Shannon Brown looks at Vietnam’s over-the-counter medicine trade. Photos by Romain Garrigue.

Antibiotics are life-saving drugs that have been improving health outcomes since 1928, the year Alexander Fleming discovered penicillin. But the overuse and misuse of antibiotics has created a serious problem: bacteria are growing stronger and more resistant to modern medicine. Many drugs that are used to fight bacterial infections are no longer effective. While this is not a new problem, public consciousness seems to be waking up and wondering what to do next. 

Multi-disciplinarian experts agree that antimicrobial resistance is a huge public health threat, and most nations have committed to developing strategies to combat it. The strategies listed by the American Centre for Disease Control include preventing infections, tracking drug-resistant infections, improving antibiotic prescription stewardship, and developing new drugs and diagnostic tests. However, implementing these strategies in developing countries has proven especially difficult. In emerging economies, there are usually fewer regulations, fewer well-trained medical practitioners, less-educated patients, and far fewer research studies. Vietnam is no exception.

In 2013, a situation analysis of the issue was undertaken by a group of researchers. Vietnam was chosen as a case-study due to its large population, high infectious disease burden, and relatively unrestricted access to medication.

The analysis explained that while market reforms have improved healthcare outcomes, access has been accompanied by excessive antibiotic use in hospitals and within the community. Their report, published in BMC Public Health, stated “Prescribing practices are poor and self-medication is common – often being the most affordable way to access healthcare. Many policies exist to regulate antibiotic use but enforcement is insufficient or lacking.”

The Ministry of Health has been keeping an eye on this matter for nearly a decade. In 2010, the MOH released a survey of 3,000 pharmacies which indicated 88% of antibiotics sold in cities and 91% of antibiotics sold in rural areas were not accompanied by a prescription.

The survey also reported that Amoxicillin, Cephalexin, and Azithromycin were the three antibiotics sold most often. Vietnamese health officials have been encouraging citizens to use antibiotics only when prescribed by a doctor and to cut down on the use of these drugs for livestock, but their suggestions fall short of inducing actual behavioral change.

- **DATA LISTING**
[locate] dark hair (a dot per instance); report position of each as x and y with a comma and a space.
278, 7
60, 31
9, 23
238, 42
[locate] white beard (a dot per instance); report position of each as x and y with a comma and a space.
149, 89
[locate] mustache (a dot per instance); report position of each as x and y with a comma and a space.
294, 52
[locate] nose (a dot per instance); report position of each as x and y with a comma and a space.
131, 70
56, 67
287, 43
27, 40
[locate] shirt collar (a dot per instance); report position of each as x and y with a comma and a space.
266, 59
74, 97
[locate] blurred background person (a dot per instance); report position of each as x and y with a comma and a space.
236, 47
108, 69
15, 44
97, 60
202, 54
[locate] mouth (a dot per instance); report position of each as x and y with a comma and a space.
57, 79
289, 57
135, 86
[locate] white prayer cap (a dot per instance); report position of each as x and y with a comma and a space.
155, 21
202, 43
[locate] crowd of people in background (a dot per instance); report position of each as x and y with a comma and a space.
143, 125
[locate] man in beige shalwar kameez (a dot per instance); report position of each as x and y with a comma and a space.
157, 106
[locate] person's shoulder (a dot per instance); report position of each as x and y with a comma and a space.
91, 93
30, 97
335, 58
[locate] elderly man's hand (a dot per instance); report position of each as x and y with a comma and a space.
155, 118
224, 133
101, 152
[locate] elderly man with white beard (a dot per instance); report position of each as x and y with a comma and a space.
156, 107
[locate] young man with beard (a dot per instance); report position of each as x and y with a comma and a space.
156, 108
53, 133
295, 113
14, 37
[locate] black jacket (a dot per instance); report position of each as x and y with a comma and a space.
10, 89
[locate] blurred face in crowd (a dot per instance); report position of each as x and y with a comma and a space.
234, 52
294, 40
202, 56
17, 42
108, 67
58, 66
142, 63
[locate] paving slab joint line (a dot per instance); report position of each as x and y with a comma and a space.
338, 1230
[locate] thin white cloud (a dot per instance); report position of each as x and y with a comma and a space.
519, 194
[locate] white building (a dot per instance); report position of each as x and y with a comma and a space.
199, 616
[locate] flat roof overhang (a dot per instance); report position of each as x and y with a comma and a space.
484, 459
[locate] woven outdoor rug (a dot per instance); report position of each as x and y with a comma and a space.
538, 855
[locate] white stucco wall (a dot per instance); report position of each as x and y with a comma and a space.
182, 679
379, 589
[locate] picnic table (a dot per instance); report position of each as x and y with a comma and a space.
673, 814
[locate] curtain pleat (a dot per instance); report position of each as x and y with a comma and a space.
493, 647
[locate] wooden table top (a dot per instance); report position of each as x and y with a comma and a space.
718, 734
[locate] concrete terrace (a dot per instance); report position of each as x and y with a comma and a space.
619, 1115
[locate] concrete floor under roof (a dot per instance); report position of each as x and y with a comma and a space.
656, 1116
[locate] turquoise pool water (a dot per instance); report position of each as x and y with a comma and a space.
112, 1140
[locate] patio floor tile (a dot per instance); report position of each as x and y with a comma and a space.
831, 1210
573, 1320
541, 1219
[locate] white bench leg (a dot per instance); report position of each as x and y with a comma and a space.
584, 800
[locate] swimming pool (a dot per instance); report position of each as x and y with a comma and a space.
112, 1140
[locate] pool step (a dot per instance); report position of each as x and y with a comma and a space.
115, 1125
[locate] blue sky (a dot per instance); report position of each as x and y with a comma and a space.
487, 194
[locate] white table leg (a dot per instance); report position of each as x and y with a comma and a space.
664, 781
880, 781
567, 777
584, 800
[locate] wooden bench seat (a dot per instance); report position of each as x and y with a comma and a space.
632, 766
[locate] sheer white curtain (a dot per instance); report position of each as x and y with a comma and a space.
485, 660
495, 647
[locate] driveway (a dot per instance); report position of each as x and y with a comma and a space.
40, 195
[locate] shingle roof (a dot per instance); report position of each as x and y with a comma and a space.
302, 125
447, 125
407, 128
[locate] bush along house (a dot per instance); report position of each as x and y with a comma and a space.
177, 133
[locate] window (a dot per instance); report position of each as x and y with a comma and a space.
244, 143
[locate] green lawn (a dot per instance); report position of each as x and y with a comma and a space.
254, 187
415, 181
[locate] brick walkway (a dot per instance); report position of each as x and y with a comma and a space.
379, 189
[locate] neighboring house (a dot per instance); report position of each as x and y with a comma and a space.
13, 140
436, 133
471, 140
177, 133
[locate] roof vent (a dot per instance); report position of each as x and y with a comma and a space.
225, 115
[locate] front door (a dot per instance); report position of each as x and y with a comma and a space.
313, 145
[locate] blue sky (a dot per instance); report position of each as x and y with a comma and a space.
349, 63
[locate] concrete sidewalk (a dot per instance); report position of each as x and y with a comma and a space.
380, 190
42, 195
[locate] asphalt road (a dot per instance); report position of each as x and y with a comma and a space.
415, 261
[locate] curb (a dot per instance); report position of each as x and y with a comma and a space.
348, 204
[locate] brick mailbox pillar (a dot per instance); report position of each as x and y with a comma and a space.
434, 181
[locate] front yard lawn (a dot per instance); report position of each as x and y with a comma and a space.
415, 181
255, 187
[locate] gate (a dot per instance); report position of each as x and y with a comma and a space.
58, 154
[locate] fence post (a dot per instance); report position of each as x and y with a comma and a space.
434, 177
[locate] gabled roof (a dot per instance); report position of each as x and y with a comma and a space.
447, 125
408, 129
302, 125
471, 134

- **YOUR ASSIGNMENT**
Decide whether each statement below agrees with the article on Vietnam's over-the-counter medicine trade, answering yes or no and quoting the words of the article that settle it. 1. The 2010 Ministry of Health survey covered 3,000 pharmacies. 2. Vietnam was chosen as a case-study partly because of its small population. 3. Penicillin was discovered in 1938.

- **RESPONSE**
1. Yes: "In 2010, the MOH released a survey of 3,000 pharmacies"
2. No: "Vietnam was chosen as a case-study due to its large population"
3. No: "since 1928, the year Alexander Fleming discovered penicillin"